── EXTRACTED TEXT

The Health Effects of War: Conversations with an Iraqi Doctor

By Mary Anne Mercer, senior lecturer, University of Washington Department of Global Health

Obstetrician Dr. Muhsin Al Sabbak of Basrah, Iraq, accompanied by an environmental toxicologist, Dr. Mozhgan Savabieasfahani, recently spoke in Seattle on increases in birth defects since the US-sponsored wars in Iraq.  The presentations were sponsored by the University of Washington and various community groups.

Dr. Al Sabbak is chair of the Department of Obstetrics and Gynecology at the Basrah Maternity and Children’s Hospital in southern Iraq and has served on the faculty of the Basrah Medical School for nearly three decades. After the first US-Iraq war in 1991, he began to track birth defects among the infants he delivered. The rates began to rise in the late 1990s, increasing from 1.37 infants with obvious defects for every thousand women he delivered from October 1994 to 1995 up to 23 per thousand in 2003, a 17-fold increase.  Alarmed at the growing numbers, he carefully photographed several thousand newborns with anomalies of many types. His presentation included pictures of a few of the tragic conditions he faces with his patients, some of them with such extreme or unusual deformities that neonatologists could not classify them.

There is growing evidence that a major cause of the increases in birth anomalies comes from environmental contamination with heavy metals and other toxins that were generated by US military bases during burning of waste in open air pits, and by heavy bombardment of Iraqi cities. Exposure to fine particulates of heavy metals –that become airborne during and after bombing explosions– is thought to be a main cause of the rise in newborn anomalies. Pregnant women and their growing fetuses are highly sensitive to exposure to metals which could lead to birth defects and neurodevelopmental disorders that have become common in Iraq after 2003. Metals enter the body mainly by inhalation and their levels build up over time. Heavy metals are known to wreak havoc on the human genome, damaging the DNA of egg and sperm cells. Dr. Savabieasfahani has collected hair, nail and deciduous tooth samples from the parents and the children themselves who were born with birth defects and has found unusually high concentrations of various heavy metals such as titanium, magnesium, lead, and mercury — all heavily used in the production of US weapons.

────

Write the next part of the article above on rising birth defects in Basrah, starting right after its last sentence.

── DATA PROVIDED

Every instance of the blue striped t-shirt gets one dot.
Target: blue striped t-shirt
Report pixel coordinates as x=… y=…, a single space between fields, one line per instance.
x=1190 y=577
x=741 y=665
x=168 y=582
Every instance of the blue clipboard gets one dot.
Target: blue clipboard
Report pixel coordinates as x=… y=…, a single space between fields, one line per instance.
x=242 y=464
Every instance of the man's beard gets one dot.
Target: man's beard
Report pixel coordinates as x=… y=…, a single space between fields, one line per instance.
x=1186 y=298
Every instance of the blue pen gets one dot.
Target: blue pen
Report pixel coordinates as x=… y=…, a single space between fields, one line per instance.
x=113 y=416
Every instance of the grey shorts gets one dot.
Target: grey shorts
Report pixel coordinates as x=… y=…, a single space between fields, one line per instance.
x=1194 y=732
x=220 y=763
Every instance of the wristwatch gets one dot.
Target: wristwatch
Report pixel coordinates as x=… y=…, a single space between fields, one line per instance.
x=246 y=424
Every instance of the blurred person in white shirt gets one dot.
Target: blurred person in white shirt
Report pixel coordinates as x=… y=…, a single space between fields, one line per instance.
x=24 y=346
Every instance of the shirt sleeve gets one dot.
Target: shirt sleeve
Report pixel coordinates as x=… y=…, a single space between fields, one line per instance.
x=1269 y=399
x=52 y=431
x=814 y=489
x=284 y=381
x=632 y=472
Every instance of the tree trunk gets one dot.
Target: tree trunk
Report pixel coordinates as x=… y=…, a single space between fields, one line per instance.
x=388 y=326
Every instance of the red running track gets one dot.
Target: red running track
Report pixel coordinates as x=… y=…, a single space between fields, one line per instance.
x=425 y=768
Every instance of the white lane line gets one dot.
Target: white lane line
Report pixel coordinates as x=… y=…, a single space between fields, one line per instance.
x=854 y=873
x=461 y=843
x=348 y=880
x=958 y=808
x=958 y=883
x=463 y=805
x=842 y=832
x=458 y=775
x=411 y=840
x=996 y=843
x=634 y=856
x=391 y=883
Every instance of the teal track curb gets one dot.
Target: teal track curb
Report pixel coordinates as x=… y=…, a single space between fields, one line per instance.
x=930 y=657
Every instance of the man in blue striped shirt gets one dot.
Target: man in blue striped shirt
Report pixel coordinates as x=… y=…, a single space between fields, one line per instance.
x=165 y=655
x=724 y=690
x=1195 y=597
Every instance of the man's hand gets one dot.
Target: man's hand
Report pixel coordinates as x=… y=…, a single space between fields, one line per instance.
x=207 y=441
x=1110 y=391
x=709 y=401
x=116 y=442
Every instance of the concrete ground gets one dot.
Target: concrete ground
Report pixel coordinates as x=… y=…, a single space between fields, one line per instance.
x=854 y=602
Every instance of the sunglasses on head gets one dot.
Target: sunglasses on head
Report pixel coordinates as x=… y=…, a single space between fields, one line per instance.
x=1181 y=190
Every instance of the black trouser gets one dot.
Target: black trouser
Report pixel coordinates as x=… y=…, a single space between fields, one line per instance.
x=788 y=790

────
── DATA PROVIDED

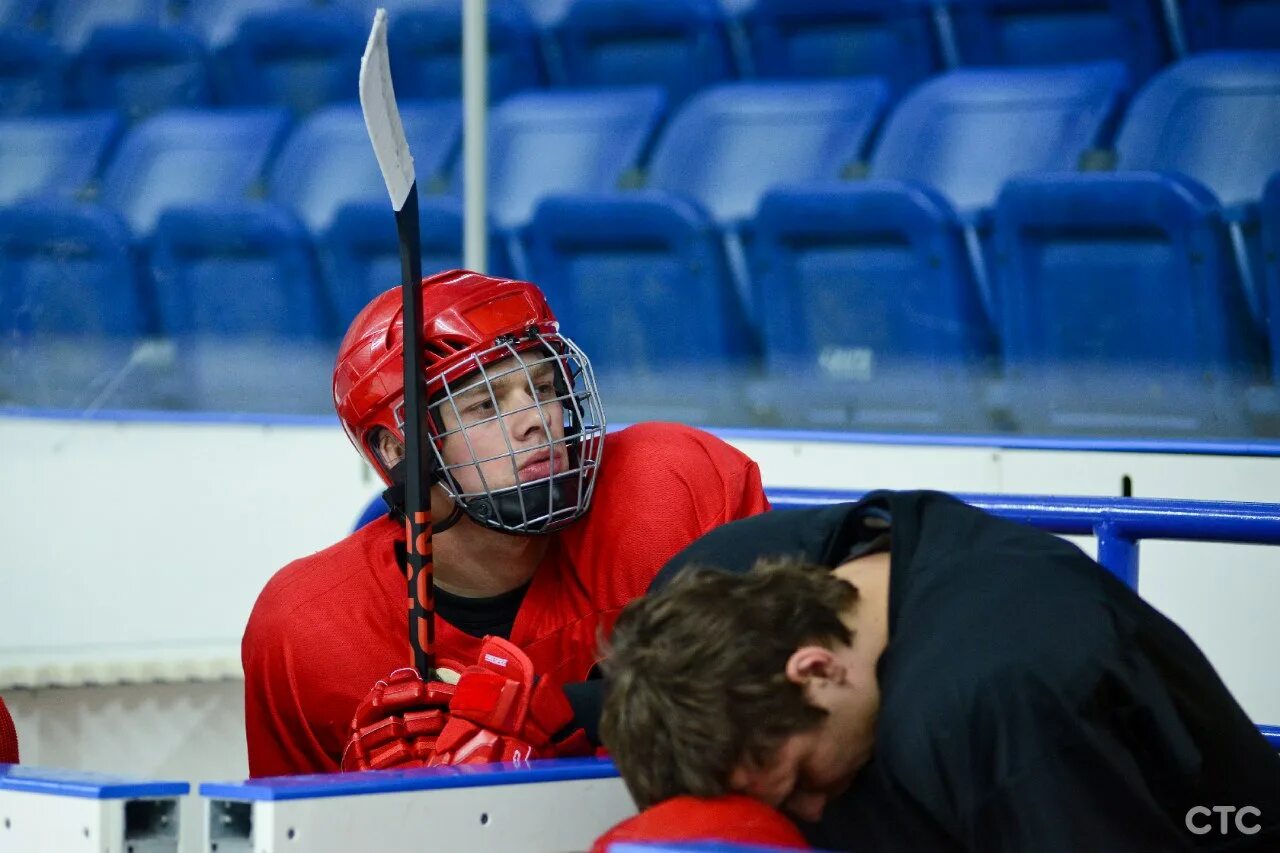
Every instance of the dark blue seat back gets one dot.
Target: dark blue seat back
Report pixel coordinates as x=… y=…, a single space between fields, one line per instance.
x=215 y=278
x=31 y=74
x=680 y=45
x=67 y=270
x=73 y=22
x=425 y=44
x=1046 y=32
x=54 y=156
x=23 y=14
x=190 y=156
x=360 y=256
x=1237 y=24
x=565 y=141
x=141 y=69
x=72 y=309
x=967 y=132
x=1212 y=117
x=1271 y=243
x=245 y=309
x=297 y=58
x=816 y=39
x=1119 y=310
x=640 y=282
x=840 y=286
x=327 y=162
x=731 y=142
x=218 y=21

────

### ANSWER SECTION
Of particular interest is the finding that US soldiers who served in Iraq and had numerous medical problems as a result of their service were also found to have high levels of titanium in body tissues. In addition to the contaminated dust of military bombardment, soldiers were exposed to smoke from massive open-air burn pits that were used to destroy the waste products generated by the occupation. Some of the burn pits were as large as 10 acres, and around the clock burned items that might include batteries, electronics, plastics, asbestos products and the corpses of dead animals and humans. Samples tested from the smoke of one burn pit contained a highly poisonous mixture of dioxins, furans, volatile organic compounds, poly-aromatic hydrocarbons, and other poisonous particulate matter. The US corporations Halliburton and KBR used the pits as an economical method of waste disposal on the bases that they supplied.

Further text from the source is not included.